[Records taken from a collection]
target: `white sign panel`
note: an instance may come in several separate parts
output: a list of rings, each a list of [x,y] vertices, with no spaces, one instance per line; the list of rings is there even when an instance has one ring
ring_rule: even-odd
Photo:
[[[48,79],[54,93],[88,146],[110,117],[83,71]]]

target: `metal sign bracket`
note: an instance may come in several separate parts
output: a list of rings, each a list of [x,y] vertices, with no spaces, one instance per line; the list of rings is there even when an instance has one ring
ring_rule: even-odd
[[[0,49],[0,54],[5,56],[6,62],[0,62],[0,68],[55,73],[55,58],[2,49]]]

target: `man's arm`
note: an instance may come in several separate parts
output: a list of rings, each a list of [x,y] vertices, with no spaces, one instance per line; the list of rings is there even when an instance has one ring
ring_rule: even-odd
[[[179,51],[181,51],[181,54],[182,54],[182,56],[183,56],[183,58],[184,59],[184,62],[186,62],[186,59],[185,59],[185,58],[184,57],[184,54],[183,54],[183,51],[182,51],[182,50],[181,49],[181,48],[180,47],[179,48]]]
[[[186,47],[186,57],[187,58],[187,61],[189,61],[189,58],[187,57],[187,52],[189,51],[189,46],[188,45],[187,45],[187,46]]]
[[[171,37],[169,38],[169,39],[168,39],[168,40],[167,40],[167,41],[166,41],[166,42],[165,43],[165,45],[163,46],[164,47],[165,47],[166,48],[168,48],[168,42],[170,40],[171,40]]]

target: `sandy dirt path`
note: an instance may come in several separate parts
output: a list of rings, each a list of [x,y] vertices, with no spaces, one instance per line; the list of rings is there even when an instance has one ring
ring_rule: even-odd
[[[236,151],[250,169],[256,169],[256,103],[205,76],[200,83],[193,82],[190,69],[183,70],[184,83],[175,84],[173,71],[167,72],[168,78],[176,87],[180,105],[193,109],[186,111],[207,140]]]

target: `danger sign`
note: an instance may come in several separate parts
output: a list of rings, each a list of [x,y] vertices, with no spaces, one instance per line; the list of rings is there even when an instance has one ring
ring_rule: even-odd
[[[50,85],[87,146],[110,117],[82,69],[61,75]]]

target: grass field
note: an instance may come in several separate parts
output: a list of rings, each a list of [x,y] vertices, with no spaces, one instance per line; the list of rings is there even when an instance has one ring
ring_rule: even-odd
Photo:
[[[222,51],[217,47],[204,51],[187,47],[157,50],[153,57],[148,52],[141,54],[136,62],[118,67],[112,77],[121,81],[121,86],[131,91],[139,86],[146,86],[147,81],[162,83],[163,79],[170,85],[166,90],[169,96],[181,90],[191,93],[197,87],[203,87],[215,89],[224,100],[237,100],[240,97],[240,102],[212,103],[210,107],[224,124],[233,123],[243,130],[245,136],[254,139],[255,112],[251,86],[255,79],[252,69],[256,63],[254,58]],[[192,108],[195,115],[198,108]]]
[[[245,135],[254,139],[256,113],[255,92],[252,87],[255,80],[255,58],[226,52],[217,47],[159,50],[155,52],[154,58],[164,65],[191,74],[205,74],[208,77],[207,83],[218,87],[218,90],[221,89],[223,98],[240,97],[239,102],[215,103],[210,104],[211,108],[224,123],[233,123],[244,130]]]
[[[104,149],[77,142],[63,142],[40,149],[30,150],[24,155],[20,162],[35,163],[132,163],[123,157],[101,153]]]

(STATED PROBLEM):
Write out the listing again with "instance" swapped for "object" everywhere it appears, leaving everything else the same.

(CORRECT ANSWER):
target: `white sign panel`
note: an object may come in several separate parts
output: a list of rings, each a list of [x,y] vertices, with no spaces, one object per line; the list of rings is there even when an object has one ring
ring_rule: even-odd
Photo:
[[[48,79],[54,93],[88,146],[110,117],[83,71]]]

target: `metal sign bracket`
note: an object may come in several separate parts
output: a list of rings, each a list of [x,y] vertices, with no spaces, one object per line; the list of rings is there even when an object has one ring
ring_rule: even-odd
[[[0,49],[0,54],[5,56],[6,62],[0,62],[0,68],[55,73],[55,58],[2,49]]]

target: `man's arm`
note: an object may come in several separate parts
output: a list of rings, each a list of [x,y] vertices, with no spaces, one object per line; the list of rings is there even when an object has one ring
ring_rule: even-odd
[[[179,51],[181,51],[181,54],[182,54],[182,56],[183,56],[183,58],[184,59],[184,62],[186,62],[186,59],[185,59],[185,58],[184,57],[184,54],[183,54],[183,51],[182,51],[182,50],[181,49],[181,48],[180,47],[179,48]]]
[[[186,47],[186,57],[187,58],[187,61],[189,61],[189,58],[187,57],[187,52],[189,51],[189,46],[188,45],[187,45],[187,46]]]
[[[171,37],[169,38],[169,39],[168,39],[168,40],[167,40],[167,41],[166,41],[166,42],[165,43],[165,45],[163,46],[164,47],[165,47],[166,48],[168,48],[168,42],[170,40],[171,40]]]

target: `sandy dirt path`
note: an object may come in several separate parts
output: a list of rings, each a list of [x,y] vertices, with no spaces, one object per line; the list of rings is there even when an object has one ring
ring_rule: even-odd
[[[236,151],[250,169],[256,169],[256,103],[205,76],[200,83],[193,82],[190,69],[183,70],[184,83],[175,84],[173,71],[167,72],[168,78],[176,87],[180,105],[193,109],[186,111],[207,140]]]

target: `danger sign`
note: an object may come in several separate parts
output: a list of rings, each a list of [x,y] vertices, with no spaces, one object per line; the list of rings is there even when an object has one ring
ring_rule: even-odd
[[[50,85],[87,146],[110,117],[82,69],[61,75]]]

target: grass field
note: an object may come in several separate parts
output: a list of rings, each a list of [x,y] vertices, with no spaces, one object per line; the list of rings is there even when an object has one ring
ring_rule: even-odd
Photo:
[[[222,51],[217,47],[204,51],[187,47],[157,50],[153,57],[148,52],[141,54],[136,62],[118,67],[112,77],[121,81],[121,86],[131,91],[139,86],[146,86],[147,81],[162,83],[163,79],[170,85],[166,90],[169,96],[181,90],[191,93],[197,87],[203,87],[215,89],[224,100],[237,100],[240,97],[240,102],[212,103],[210,107],[224,124],[233,123],[243,130],[245,136],[254,139],[255,112],[251,86],[255,79],[252,69],[256,63],[254,58]],[[192,108],[195,115],[198,108]]]
[[[245,135],[254,139],[256,113],[255,92],[252,87],[255,80],[255,58],[226,52],[217,47],[159,50],[155,52],[154,58],[164,65],[191,74],[205,74],[208,77],[207,83],[218,87],[218,90],[221,89],[223,98],[240,97],[239,102],[215,103],[210,104],[211,108],[224,123],[233,123],[244,130]]]
[[[104,149],[77,142],[63,142],[40,149],[30,150],[24,155],[20,162],[35,163],[132,163],[123,157],[101,153]]]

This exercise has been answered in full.